**Task inputs**:
------------------------------------
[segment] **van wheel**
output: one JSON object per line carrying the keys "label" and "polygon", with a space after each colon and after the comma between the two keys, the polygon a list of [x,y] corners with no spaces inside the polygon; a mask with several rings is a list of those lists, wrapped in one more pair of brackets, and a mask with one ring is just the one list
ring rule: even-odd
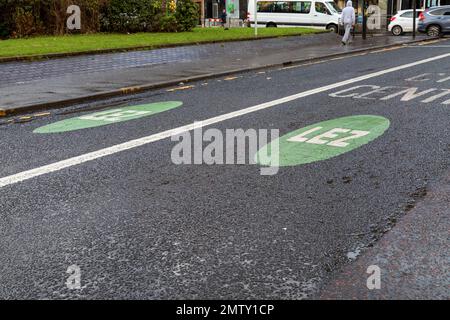
{"label": "van wheel", "polygon": [[276,28],[277,25],[273,22],[269,22],[268,24],[266,24],[266,28]]}
{"label": "van wheel", "polygon": [[427,35],[429,37],[439,37],[441,35],[441,28],[439,26],[429,26]]}
{"label": "van wheel", "polygon": [[392,34],[394,36],[400,36],[403,33],[403,29],[400,26],[395,26],[392,28]]}
{"label": "van wheel", "polygon": [[333,33],[338,33],[338,26],[335,24],[329,24],[329,25],[327,25],[327,30],[329,30]]}

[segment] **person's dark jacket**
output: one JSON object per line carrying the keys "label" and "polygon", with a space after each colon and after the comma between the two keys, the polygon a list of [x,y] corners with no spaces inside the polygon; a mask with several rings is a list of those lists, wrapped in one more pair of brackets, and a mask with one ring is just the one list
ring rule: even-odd
{"label": "person's dark jacket", "polygon": [[222,14],[220,15],[220,20],[222,21],[223,24],[227,23],[227,13],[226,12],[222,12]]}

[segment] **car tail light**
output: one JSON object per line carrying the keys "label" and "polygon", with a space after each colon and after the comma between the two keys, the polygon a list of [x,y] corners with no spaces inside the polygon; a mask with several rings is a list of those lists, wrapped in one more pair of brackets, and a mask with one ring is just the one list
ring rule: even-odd
{"label": "car tail light", "polygon": [[395,21],[395,19],[397,19],[397,17],[392,17],[392,18],[391,18],[391,22],[392,22],[392,21]]}
{"label": "car tail light", "polygon": [[425,20],[425,16],[424,16],[423,13],[421,12],[421,13],[419,14],[419,21],[423,21],[423,20]]}

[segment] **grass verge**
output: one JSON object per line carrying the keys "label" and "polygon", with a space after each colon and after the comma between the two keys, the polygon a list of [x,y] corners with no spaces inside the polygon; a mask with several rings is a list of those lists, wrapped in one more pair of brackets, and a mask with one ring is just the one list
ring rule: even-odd
{"label": "grass verge", "polygon": [[[258,38],[318,33],[310,28],[260,28]],[[96,50],[158,48],[213,41],[255,39],[252,28],[196,28],[192,32],[42,36],[0,41],[0,57],[71,54]]]}

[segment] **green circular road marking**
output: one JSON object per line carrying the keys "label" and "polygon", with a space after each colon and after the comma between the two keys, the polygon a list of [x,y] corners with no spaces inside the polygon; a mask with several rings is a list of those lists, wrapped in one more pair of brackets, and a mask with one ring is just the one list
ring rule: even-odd
{"label": "green circular road marking", "polygon": [[[389,120],[380,116],[343,117],[292,131],[271,144],[279,143],[280,167],[296,166],[330,159],[352,151],[381,136],[389,126]],[[258,151],[257,163],[261,165],[273,163],[270,152],[274,148],[271,144]]]}
{"label": "green circular road marking", "polygon": [[157,113],[178,108],[182,105],[183,103],[180,101],[166,101],[139,106],[115,108],[55,122],[44,127],[37,128],[33,132],[59,133],[106,126],[113,123],[153,116]]}

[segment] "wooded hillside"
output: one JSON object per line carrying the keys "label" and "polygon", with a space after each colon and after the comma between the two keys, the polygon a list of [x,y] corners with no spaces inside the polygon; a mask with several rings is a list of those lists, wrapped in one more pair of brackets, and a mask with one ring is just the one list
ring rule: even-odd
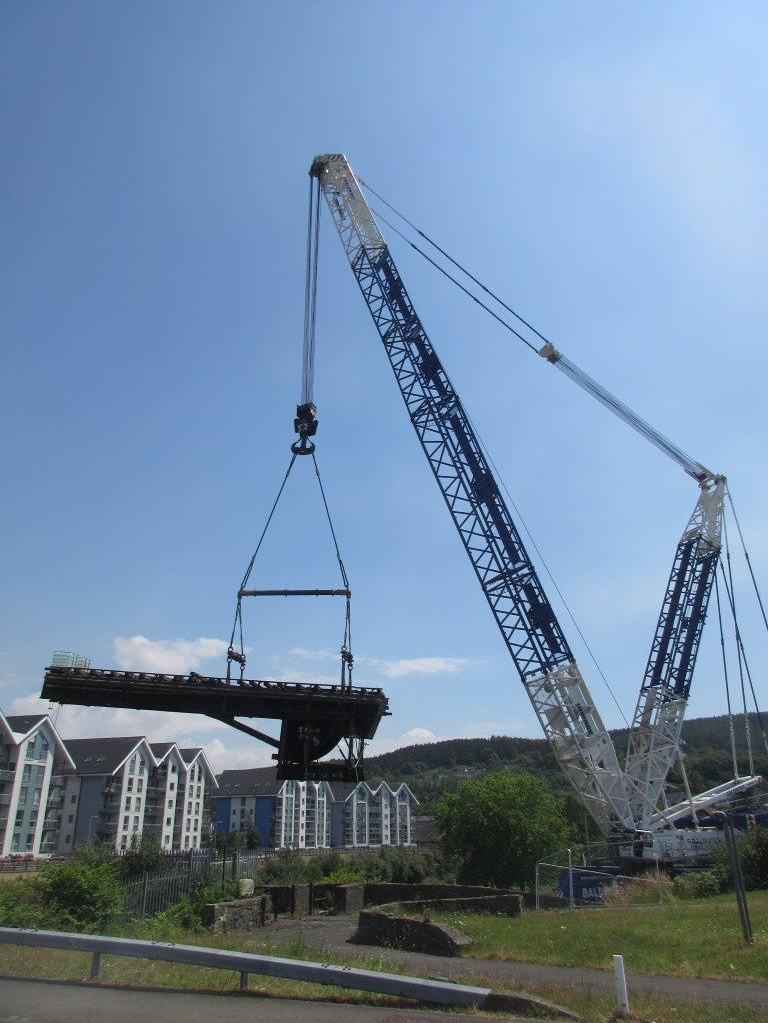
------------------------------------
**Problem details**: If a line in the entries contains "segment", copy it.

**Task answer**:
[segment] **van wheel**
[segment] **person's dark jacket**
[segment] **car tail light**
[segment] **grass verge**
[segment] **green circular road marking**
[segment] "wooded hillside"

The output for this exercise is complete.